WORK ORDER
All of the data below is to be printed again exactly.

Items listed in a dataset
--- --- ---

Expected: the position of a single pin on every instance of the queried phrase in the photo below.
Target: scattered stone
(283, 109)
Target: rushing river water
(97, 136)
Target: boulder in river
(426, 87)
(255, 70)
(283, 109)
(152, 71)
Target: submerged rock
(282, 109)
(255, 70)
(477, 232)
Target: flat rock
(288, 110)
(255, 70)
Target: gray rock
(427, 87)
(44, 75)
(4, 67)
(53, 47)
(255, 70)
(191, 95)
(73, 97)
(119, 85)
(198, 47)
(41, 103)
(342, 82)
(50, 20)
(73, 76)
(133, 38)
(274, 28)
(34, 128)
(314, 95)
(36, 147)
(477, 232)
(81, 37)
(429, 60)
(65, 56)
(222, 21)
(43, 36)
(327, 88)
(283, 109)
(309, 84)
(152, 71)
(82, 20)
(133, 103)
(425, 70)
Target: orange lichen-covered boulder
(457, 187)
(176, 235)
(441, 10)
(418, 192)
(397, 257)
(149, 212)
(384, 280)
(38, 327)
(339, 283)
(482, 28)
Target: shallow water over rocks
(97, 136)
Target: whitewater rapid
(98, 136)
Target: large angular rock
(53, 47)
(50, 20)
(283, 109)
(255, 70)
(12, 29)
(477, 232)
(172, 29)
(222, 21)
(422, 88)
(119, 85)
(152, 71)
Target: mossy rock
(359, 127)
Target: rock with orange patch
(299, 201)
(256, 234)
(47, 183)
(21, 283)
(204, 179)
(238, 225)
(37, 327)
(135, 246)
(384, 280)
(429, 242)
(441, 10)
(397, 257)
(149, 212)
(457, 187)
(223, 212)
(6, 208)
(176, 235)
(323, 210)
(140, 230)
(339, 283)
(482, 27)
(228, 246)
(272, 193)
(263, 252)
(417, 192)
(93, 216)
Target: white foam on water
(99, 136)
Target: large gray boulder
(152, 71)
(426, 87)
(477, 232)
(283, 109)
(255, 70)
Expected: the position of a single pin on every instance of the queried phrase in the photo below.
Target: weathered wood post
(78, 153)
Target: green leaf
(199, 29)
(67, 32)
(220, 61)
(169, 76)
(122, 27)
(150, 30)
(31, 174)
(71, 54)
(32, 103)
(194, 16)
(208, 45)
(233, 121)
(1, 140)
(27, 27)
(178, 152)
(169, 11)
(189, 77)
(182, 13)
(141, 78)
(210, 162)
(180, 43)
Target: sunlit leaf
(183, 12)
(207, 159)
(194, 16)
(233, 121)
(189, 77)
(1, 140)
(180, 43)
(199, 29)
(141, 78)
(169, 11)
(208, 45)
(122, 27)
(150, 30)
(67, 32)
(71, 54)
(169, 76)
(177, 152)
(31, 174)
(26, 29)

--- --- ---

TASK SOLUTION
Expected: the position of a single pin on every instance of the queried phrase in the photo below.
Target: scattered stone
(283, 109)
Target: rushing river water
(97, 136)
Target: boulder in river
(426, 87)
(255, 70)
(283, 109)
(152, 71)
Target: submerged rock
(282, 109)
(255, 70)
(477, 232)
Target: flat rock
(288, 110)
(255, 70)
Target: gray rock
(427, 87)
(44, 75)
(4, 67)
(53, 47)
(255, 70)
(191, 95)
(73, 97)
(119, 85)
(198, 47)
(41, 103)
(342, 82)
(50, 20)
(73, 76)
(133, 38)
(274, 28)
(34, 128)
(314, 95)
(36, 147)
(477, 232)
(81, 37)
(429, 60)
(65, 56)
(222, 21)
(43, 36)
(327, 88)
(283, 109)
(309, 84)
(152, 71)
(82, 20)
(133, 103)
(425, 70)
Target: orange lichen-covered boulder
(457, 187)
(176, 235)
(441, 10)
(418, 192)
(397, 257)
(149, 212)
(384, 280)
(38, 327)
(339, 283)
(482, 28)
Target: shallow water over rocks
(97, 136)
Target: whitewater rapid
(98, 136)
Target: large angular rock
(53, 47)
(50, 20)
(283, 109)
(255, 70)
(12, 29)
(477, 232)
(172, 29)
(222, 21)
(422, 88)
(119, 85)
(152, 71)
Target: mossy rock
(359, 127)
Target: rock with orange patch
(299, 201)
(256, 234)
(47, 183)
(21, 283)
(204, 179)
(238, 225)
(37, 327)
(135, 246)
(384, 280)
(429, 242)
(441, 10)
(397, 257)
(149, 212)
(457, 187)
(223, 212)
(6, 208)
(176, 235)
(323, 210)
(140, 230)
(339, 283)
(482, 27)
(228, 246)
(272, 193)
(263, 252)
(417, 192)
(93, 216)
Target: white foam on water
(99, 136)
Target: large gray boulder
(152, 71)
(426, 87)
(477, 232)
(283, 109)
(255, 70)
Expected: the position of a single pin on every instance of the queried phrase in the photo below.
Target: weathered wood post
(78, 153)
Target: green leaf
(199, 29)
(67, 32)
(220, 61)
(169, 76)
(122, 27)
(150, 30)
(31, 174)
(71, 54)
(32, 103)
(194, 16)
(208, 45)
(233, 121)
(1, 140)
(27, 27)
(178, 152)
(169, 11)
(189, 77)
(182, 13)
(141, 78)
(210, 162)
(180, 43)
Target: sunlit leaf
(183, 12)
(207, 159)
(194, 16)
(233, 121)
(189, 77)
(1, 140)
(180, 43)
(199, 29)
(141, 78)
(169, 11)
(208, 45)
(122, 27)
(150, 30)
(67, 32)
(71, 54)
(169, 76)
(177, 152)
(31, 174)
(26, 29)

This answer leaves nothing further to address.